* PROVIDED ENTRIES
[Start of section]
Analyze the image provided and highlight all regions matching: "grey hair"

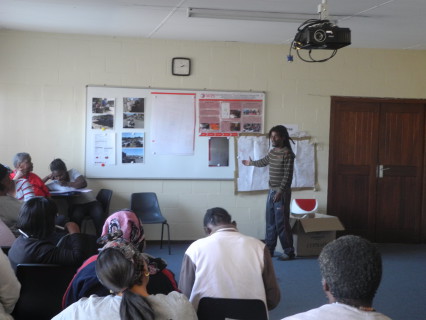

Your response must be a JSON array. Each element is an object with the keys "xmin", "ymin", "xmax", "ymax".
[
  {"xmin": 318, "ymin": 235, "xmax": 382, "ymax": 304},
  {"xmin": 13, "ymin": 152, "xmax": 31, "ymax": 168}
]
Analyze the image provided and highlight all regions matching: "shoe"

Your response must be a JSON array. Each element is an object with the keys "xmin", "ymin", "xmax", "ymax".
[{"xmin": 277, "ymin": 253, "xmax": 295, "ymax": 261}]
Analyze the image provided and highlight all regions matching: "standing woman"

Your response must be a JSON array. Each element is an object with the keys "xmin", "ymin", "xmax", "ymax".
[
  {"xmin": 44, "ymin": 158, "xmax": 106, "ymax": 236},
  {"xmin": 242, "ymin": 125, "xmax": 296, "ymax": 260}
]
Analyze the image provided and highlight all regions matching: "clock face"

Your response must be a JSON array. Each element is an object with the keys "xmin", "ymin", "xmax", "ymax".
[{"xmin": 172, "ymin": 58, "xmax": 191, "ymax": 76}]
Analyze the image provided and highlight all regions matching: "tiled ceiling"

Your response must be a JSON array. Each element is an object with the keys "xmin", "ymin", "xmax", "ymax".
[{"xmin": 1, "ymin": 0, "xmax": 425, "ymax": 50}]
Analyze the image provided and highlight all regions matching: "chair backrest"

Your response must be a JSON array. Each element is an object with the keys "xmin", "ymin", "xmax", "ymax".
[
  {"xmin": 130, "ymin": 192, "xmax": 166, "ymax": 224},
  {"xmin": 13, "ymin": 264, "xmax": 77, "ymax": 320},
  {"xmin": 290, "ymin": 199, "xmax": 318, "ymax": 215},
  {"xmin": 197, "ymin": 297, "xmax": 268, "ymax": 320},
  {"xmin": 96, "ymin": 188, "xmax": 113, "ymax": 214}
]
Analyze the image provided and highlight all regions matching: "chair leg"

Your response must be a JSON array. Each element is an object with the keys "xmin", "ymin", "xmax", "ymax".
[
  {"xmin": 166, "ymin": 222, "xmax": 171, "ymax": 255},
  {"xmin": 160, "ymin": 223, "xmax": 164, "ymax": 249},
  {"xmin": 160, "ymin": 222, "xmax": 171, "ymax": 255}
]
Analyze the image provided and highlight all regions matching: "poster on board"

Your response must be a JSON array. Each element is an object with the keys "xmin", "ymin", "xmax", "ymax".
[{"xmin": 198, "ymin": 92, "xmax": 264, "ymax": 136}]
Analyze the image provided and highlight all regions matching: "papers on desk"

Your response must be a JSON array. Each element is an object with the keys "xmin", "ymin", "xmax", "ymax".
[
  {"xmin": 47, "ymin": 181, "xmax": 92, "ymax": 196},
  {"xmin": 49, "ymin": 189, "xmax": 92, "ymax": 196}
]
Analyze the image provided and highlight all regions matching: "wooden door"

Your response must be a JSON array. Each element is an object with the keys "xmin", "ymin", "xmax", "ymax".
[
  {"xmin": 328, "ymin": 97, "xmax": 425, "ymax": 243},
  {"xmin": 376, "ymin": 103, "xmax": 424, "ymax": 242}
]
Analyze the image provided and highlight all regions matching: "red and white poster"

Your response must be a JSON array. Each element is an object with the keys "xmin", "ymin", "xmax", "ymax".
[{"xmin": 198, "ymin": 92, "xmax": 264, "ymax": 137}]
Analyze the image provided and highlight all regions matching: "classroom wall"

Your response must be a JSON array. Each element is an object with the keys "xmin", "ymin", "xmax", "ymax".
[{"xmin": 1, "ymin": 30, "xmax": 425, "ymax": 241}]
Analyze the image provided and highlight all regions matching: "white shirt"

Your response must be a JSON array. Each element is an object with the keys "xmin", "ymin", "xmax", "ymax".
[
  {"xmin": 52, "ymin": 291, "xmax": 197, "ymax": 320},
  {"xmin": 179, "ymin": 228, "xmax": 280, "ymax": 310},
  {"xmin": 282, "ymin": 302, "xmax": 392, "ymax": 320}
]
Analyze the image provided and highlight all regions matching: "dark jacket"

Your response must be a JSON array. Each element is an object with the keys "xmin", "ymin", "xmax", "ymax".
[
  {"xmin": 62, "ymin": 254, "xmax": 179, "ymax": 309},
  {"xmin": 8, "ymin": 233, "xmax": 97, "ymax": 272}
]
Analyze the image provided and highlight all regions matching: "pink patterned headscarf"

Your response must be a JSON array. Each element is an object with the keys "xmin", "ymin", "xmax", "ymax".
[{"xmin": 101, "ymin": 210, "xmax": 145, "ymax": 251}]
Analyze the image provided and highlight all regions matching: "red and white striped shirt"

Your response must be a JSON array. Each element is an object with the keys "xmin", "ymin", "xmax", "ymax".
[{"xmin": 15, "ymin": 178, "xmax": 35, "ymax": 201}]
[End of section]
* WORK INSTRUCTION
When you copy the records above, keep every word exact and drop the pictures.

* TASK RESULT
Analyze the image provided and highlight all regions matching: "grey hair"


Your response must be a JSON array. Each element is an object with the keys "xmin", "ymin", "xmax", "ymax".
[
  {"xmin": 318, "ymin": 235, "xmax": 382, "ymax": 304},
  {"xmin": 13, "ymin": 152, "xmax": 31, "ymax": 168}
]
Analyze the image provided and highlight all regions matching: "shoe"

Your response must be a JSON array. Each element is an object with the keys "xmin", "ymin", "xmax", "ymax".
[{"xmin": 277, "ymin": 253, "xmax": 295, "ymax": 261}]
Analyze the image provided and highlight all regions matching: "standing woman"

Your response must be a JSON array. Each element is an object with the keys "xmin", "ymin", "xmax", "ymax".
[
  {"xmin": 44, "ymin": 158, "xmax": 106, "ymax": 236},
  {"xmin": 242, "ymin": 125, "xmax": 296, "ymax": 260}
]
Analyze the image provided and highlight all regions matching: "clock face"

Your response must be a JSON array. Each element is an object with the keys "xmin", "ymin", "xmax", "ymax".
[{"xmin": 172, "ymin": 58, "xmax": 191, "ymax": 76}]
Analyze the image provided and highlight all regions matching: "tiled ceiling"

Your response must be a JSON array. Each element is an object with the keys "xmin", "ymin", "xmax", "ymax".
[{"xmin": 1, "ymin": 0, "xmax": 425, "ymax": 50}]
Analyze the image provided and highlight all regions matching: "chair backrest"

Your response must be a JSON array. Each element is an object with the keys "xmin", "ymin", "xmax", "ymax".
[
  {"xmin": 130, "ymin": 192, "xmax": 166, "ymax": 224},
  {"xmin": 13, "ymin": 264, "xmax": 77, "ymax": 320},
  {"xmin": 290, "ymin": 199, "xmax": 318, "ymax": 215},
  {"xmin": 197, "ymin": 297, "xmax": 268, "ymax": 320},
  {"xmin": 96, "ymin": 188, "xmax": 113, "ymax": 214}
]
Analyze the image provided and highlight all regions matching: "chair leg"

Your response must be a JSON array. Each element is an object with the keys "xmin", "ymin", "xmax", "ymax".
[
  {"xmin": 166, "ymin": 222, "xmax": 171, "ymax": 255},
  {"xmin": 160, "ymin": 223, "xmax": 164, "ymax": 249},
  {"xmin": 160, "ymin": 222, "xmax": 171, "ymax": 255}
]
Analyze the image provided and highlight all regions matching: "poster on board"

Your response must be a JSON array. Each element is an object with the keys "xmin", "ymin", "xmax", "ymax".
[{"xmin": 198, "ymin": 92, "xmax": 264, "ymax": 136}]
Analyze the image provided and highlight all regions matching: "papers on desk"

Your response must be a JSON array. Each element is an object with the keys "xmin", "ymin", "xmax", "ymax".
[
  {"xmin": 47, "ymin": 181, "xmax": 92, "ymax": 196},
  {"xmin": 49, "ymin": 189, "xmax": 92, "ymax": 196}
]
Analyze the image provided and highlight all regions matching: "wooden door"

Your response must be a JSON array. Each element is an object with the keys "xmin", "ymin", "xmax", "ymax".
[
  {"xmin": 328, "ymin": 97, "xmax": 425, "ymax": 243},
  {"xmin": 376, "ymin": 103, "xmax": 424, "ymax": 242}
]
Analyze the image provided and highlight all regions matching: "red and white poster"

Your response must be a JSON array. Each element is an object with the keys "xmin", "ymin", "xmax", "ymax".
[{"xmin": 198, "ymin": 92, "xmax": 264, "ymax": 137}]
Analyze the image provided and highlight all regions matching: "classroom wall"

Your response must be a JSON array. Each element is an object with the keys "xmin", "ymin", "xmax", "ymax".
[{"xmin": 1, "ymin": 30, "xmax": 425, "ymax": 241}]
Analyze the image provided and highlight all regions matching: "white shirt"

Your response must be a JSON array. Each element is an object with the keys "xmin", "ymin", "xmax", "ymax".
[
  {"xmin": 52, "ymin": 291, "xmax": 197, "ymax": 320},
  {"xmin": 179, "ymin": 228, "xmax": 280, "ymax": 310},
  {"xmin": 282, "ymin": 302, "xmax": 392, "ymax": 320}
]
Analyze the image provided and highlight all regions matching: "dark jacket"

Your response must be a JSON array. Each element is an object with the keys "xmin", "ymin", "xmax", "ymax".
[
  {"xmin": 62, "ymin": 254, "xmax": 179, "ymax": 309},
  {"xmin": 8, "ymin": 233, "xmax": 97, "ymax": 272}
]
Analyze the image provided and highlight all regions matching: "pink patterned headscarf"

Your response must be a JSON array. Each element is an object with the keys "xmin", "ymin", "xmax", "ymax".
[{"xmin": 101, "ymin": 210, "xmax": 145, "ymax": 251}]
Analyze the image provided and highlight all regions matching: "red and white striped shirt"

Your response must be a JSON array. Each element is an object with the keys "xmin", "ymin", "xmax", "ymax".
[{"xmin": 15, "ymin": 178, "xmax": 35, "ymax": 201}]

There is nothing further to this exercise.